__How to complete this task__
Where an entry contains an image, leave the image out; restate everything else exactly.
== Segment start ==
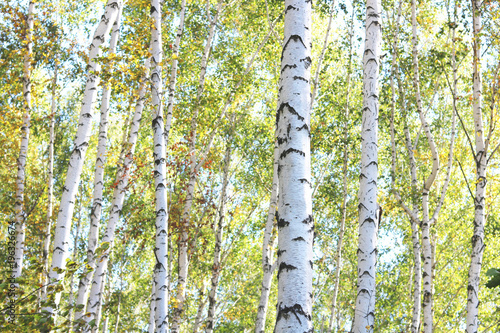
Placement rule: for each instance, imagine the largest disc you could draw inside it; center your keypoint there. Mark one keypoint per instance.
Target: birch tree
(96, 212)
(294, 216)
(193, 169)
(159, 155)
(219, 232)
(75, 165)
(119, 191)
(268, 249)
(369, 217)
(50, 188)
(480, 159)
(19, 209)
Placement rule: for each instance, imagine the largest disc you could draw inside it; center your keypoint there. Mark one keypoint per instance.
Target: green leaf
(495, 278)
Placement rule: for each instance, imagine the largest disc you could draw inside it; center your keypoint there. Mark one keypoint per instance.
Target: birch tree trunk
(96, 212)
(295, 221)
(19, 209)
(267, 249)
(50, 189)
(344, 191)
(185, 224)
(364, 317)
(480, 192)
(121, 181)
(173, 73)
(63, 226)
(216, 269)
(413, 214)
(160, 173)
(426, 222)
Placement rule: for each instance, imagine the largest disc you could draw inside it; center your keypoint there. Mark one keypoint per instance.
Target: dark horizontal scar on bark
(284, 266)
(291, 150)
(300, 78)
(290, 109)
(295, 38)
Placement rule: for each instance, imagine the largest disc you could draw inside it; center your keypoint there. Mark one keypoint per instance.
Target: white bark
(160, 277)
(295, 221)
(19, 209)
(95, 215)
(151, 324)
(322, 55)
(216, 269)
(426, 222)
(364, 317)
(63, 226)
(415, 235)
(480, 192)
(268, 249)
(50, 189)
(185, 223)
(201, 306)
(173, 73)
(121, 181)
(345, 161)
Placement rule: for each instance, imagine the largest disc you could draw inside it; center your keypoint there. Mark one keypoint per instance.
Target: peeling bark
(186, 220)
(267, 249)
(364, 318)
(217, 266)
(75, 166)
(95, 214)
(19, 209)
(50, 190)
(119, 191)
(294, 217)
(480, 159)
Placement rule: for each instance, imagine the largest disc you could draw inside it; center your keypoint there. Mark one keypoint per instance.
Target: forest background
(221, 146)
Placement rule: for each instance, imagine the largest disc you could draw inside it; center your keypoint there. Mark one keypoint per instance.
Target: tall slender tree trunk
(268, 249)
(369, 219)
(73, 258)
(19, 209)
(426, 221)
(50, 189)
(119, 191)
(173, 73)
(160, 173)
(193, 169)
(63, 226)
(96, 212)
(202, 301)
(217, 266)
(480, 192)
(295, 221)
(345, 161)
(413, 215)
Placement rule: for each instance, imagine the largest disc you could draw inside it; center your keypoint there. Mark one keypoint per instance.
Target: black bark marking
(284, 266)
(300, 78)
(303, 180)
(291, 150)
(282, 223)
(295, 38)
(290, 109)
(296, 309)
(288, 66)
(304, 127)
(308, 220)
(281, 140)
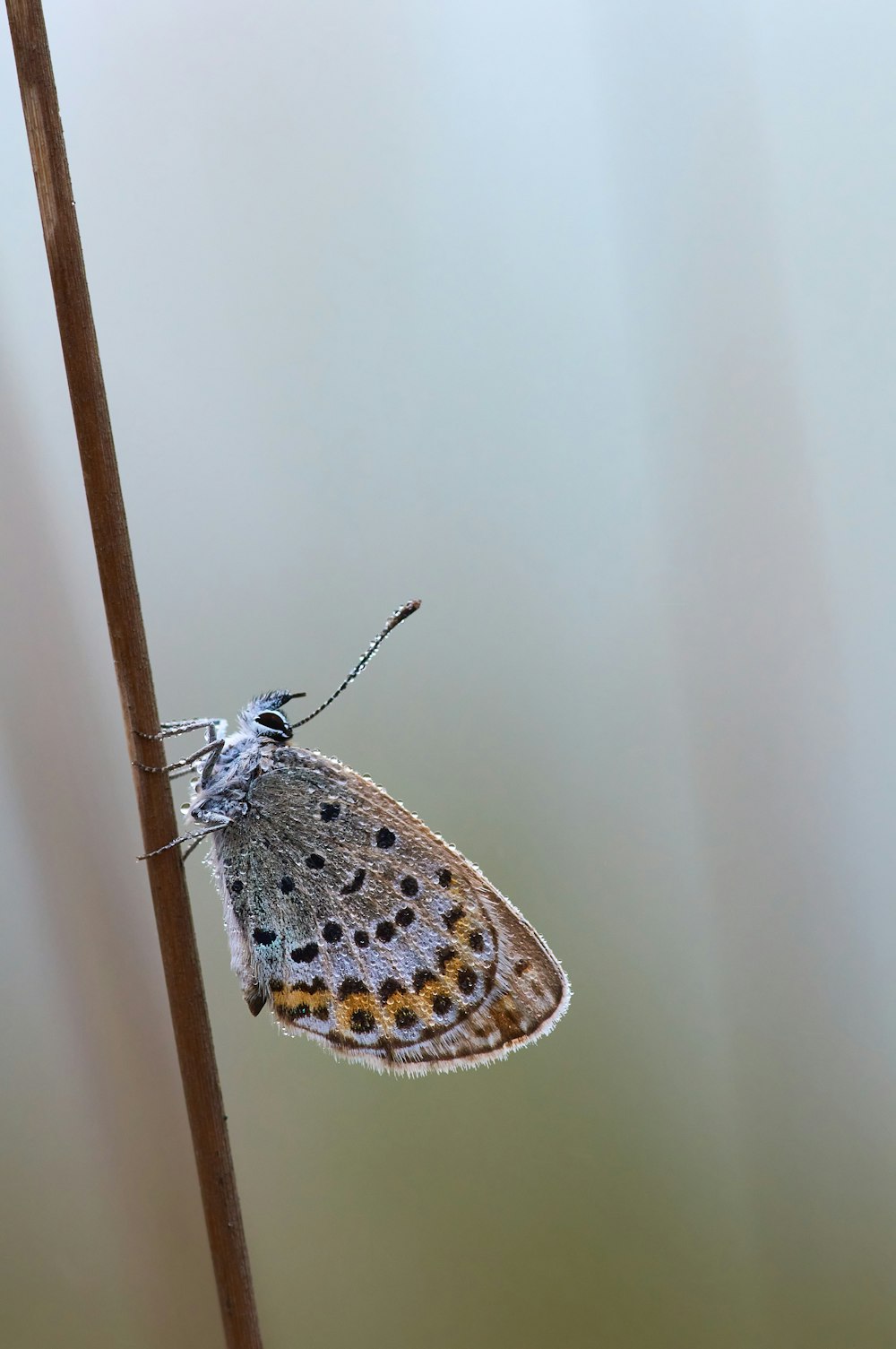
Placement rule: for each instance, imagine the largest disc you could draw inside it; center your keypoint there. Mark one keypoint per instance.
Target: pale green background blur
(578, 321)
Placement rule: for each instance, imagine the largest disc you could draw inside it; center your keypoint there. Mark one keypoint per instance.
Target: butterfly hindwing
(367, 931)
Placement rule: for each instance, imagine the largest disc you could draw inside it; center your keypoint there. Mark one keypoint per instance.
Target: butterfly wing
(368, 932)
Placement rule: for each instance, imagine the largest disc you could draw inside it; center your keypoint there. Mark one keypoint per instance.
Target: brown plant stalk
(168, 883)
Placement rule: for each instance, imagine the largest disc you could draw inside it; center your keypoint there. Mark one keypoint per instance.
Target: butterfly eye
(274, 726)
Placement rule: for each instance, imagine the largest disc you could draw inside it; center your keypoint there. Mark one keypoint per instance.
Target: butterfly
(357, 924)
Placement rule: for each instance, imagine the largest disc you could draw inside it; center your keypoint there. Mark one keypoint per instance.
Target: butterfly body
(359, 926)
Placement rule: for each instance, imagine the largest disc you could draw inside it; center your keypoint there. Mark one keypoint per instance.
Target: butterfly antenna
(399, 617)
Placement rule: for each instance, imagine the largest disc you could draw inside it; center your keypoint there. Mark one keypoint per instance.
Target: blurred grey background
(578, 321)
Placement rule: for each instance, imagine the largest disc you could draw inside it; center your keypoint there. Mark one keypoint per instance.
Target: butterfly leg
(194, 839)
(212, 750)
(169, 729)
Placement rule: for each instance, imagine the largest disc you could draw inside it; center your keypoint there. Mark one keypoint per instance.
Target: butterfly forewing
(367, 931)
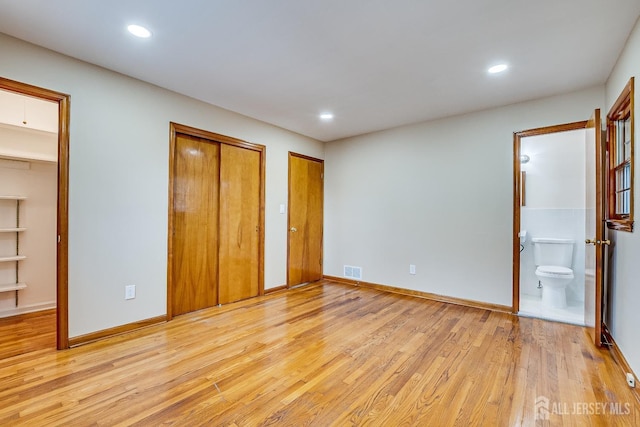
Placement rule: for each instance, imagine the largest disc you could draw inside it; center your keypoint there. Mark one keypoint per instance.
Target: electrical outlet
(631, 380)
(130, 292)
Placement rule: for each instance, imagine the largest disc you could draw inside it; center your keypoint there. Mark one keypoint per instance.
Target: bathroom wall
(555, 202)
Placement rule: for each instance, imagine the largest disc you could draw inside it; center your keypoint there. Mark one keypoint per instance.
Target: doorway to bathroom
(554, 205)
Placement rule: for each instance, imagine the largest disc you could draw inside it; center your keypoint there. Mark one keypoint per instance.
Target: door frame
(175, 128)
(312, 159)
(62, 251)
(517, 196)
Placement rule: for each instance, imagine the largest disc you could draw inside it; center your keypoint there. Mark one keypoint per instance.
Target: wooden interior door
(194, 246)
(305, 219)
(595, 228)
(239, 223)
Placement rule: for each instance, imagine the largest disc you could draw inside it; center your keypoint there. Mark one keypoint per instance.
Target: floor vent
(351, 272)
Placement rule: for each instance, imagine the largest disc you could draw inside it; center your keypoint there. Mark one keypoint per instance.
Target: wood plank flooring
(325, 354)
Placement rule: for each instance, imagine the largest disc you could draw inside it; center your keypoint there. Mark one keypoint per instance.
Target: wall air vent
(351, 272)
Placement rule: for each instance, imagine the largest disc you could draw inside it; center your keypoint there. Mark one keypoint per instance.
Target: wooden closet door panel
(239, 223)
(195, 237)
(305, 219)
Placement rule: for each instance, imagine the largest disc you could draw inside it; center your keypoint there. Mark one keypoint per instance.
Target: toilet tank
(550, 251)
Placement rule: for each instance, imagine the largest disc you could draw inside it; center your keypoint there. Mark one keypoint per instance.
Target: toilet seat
== Segment end ==
__Answer space__
Placement rule: for each instance, imagine the largest disc you could draw inside it; center your keypoint there. Mark one keypoint per instance.
Target: birch tree
(96, 212)
(294, 216)
(193, 169)
(159, 155)
(219, 232)
(75, 165)
(119, 191)
(268, 249)
(369, 217)
(50, 188)
(480, 159)
(19, 209)
Placement rule: for each instance, imagine the largest disc you could draw inside it; center your keypoint there. Mark one keypoint per instance.
Target: green leaf
(495, 278)
Placement rule: for each instance, imagine the largest disc you could draw inside it; center your keypoint there. Mark one keypoint per instance.
Target: birch tree trunk
(96, 212)
(295, 221)
(19, 209)
(267, 249)
(50, 189)
(344, 191)
(185, 224)
(364, 317)
(480, 192)
(121, 181)
(173, 73)
(63, 226)
(216, 269)
(413, 214)
(160, 173)
(426, 222)
Placement rule: for each instance, imagine the largest disc you could draw inside it; center your keypoint there. Mark one keypoint per instance.
Target: dark horizontal scar on bark
(284, 266)
(291, 150)
(300, 78)
(290, 109)
(295, 38)
Placement rule: for each instance, imagine the largest disc you could draw inside it; center your keypoint there. Mark one keypoint per instance.
Target: white bark
(160, 277)
(295, 221)
(19, 209)
(95, 215)
(151, 324)
(322, 55)
(216, 269)
(426, 222)
(364, 317)
(63, 226)
(415, 235)
(480, 192)
(268, 249)
(50, 189)
(185, 223)
(201, 306)
(173, 73)
(121, 181)
(345, 161)
Placement rule: for each instance, imagine the largest disc you could draw inside it; center your keypoint there. Mark one keypoint per instance.
Target: peeling bark
(186, 220)
(267, 249)
(364, 318)
(217, 266)
(75, 166)
(95, 214)
(19, 209)
(50, 190)
(119, 191)
(294, 217)
(480, 159)
Placement rule: for each instance, imagine the largest disc you could draw inside it; center your keypoint there. Mark one keypoint per instance.
Target: forest background
(221, 146)
Placement rule: for each instance, imagine the largest disc you could draw inside it; center your keypoint there. Mark one keypoint per instance.
Target: tall slender tree trunk
(268, 249)
(369, 219)
(73, 258)
(19, 209)
(426, 221)
(50, 189)
(119, 191)
(173, 73)
(160, 173)
(193, 169)
(63, 226)
(96, 212)
(202, 301)
(217, 266)
(480, 192)
(295, 221)
(345, 161)
(413, 215)
Placement rule: for each instance, imagine the largest disc you could draw inside it; center your keypoint there. Mark one keypoint per instance.
Target: black bark marking
(284, 266)
(300, 78)
(303, 180)
(291, 150)
(282, 223)
(295, 38)
(290, 109)
(296, 309)
(288, 66)
(304, 127)
(308, 220)
(281, 140)
Placement rule: for each instance, imagine the largest disc you could draw inside it; center your keypoint there. Mark one keypoint per instance.
Target: pale green background blur
(578, 321)
Placement rule: for each instance, imagine the largest disc you could draw inside it; center your keypoint there. Mark one keypoint per instance.
Target: butterfly hindwing
(367, 931)
Placement rule: for each instance, imagine the largest disc you could draw inside it; center your keypoint there. Mark one keypoint per instance.
Target: butterfly wing
(368, 932)
Placement rule: for each instance, imagine the largest disc you could draw inside it; center your keypoint there. Mark one keypoint per instance.
Target: brown plant stalk
(168, 883)
Placement rule: for each instance, imagine the largest disc you could draw inside it; center your keypoint there. Mark one keypoint per instance.
Target: butterfly eye
(274, 726)
Placement rule: for each instance, imagine the largest disc you could draw inside it; center your keypoint there. Mark one keypoint per instance.
Target: butterfly
(357, 924)
Placement rule: for each instance, imagine the largest disc you could draw inside it; center your keypoint there. Mark one keypoint per instance.
Target: butterfly body
(359, 926)
Placement rule: for each instance, imagine the largest disc you could draw inside it; center your keypoint there. Mark one keypoint per instance.
Target: butterfly antenna
(399, 617)
Placement rule: for each instance, imagine the largest disc you could draw inside it; center your keypoint there. Mark one keypoint per instance.
Target: blurred grey background
(578, 321)
Placement rule: for each instance, imagine the largest disc you could draw inside it; center your keypoint there. Mark one keypoint per instance.
Target: butterfly leg
(194, 839)
(212, 750)
(169, 729)
Placement rule: for each instance, imagine the largest disc you could draw inside it; center your keypoint there. Mark one keypoint per instance.
Target: butterfly forewing
(367, 931)
Placement rule: for each instance, imagine the largest disc you could draw inside it; center your keypoint there. Mark one keypoint per instance.
Target: electrical outlet
(631, 380)
(130, 292)
Placement rule: for each instance, imagine the largest disc you could draw inside it; center your keypoint there. Mark one keypoint per instance.
Target: bathroom wall
(555, 202)
Placement rule: for each instance, imagine the largest disc you could draw inside it; center your keypoint there. Mark one keypoint per instance.
Target: doorway to bathroom
(554, 205)
Placement rule: for each instance, imagine the largest disc you could draw inside it; center your keypoint there. Mark one keypoint per instance.
Target: door frame
(175, 128)
(312, 159)
(62, 251)
(517, 196)
Placement rule: for each instance, imagine the largest disc you could draw inside it; center your keypoint there. Mark one keypoint per instance.
Target: wooden interior door
(194, 246)
(305, 219)
(595, 228)
(239, 223)
Placement rule: for each instance, imagine the largest disc you could draw inside it; center your keypoint there. Mark one keypoint per instance.
Target: floor vent
(351, 272)
Placement rule: for each instance, imagine the largest disc you could draw inside it; center your keypoint there. Mark one keypoint per instance.
Target: wood plank flooring
(325, 354)
Placement rule: for each instance, imagine the largest disc you could draw inside it; center your keypoint there. Mark one keypoint per instance.
Target: wall air vent
(351, 272)
Placement rule: for each instance, imagine the largest disc you could draw inside it; center your keypoint there. Mark one keypoint per instance.
Target: wooden closet door panel
(239, 223)
(195, 237)
(305, 219)
Placement rule: for each instance, imagine the largest disc you could draw inside it; center your keypoint there. Mark one keypoint per instance.
Target: toilet tank
(550, 251)
Placement rule: for each instance, imagine the largest disc you could draw inside it; center your keypoint there. Mark one keypoint per instance.
Target: toilet seat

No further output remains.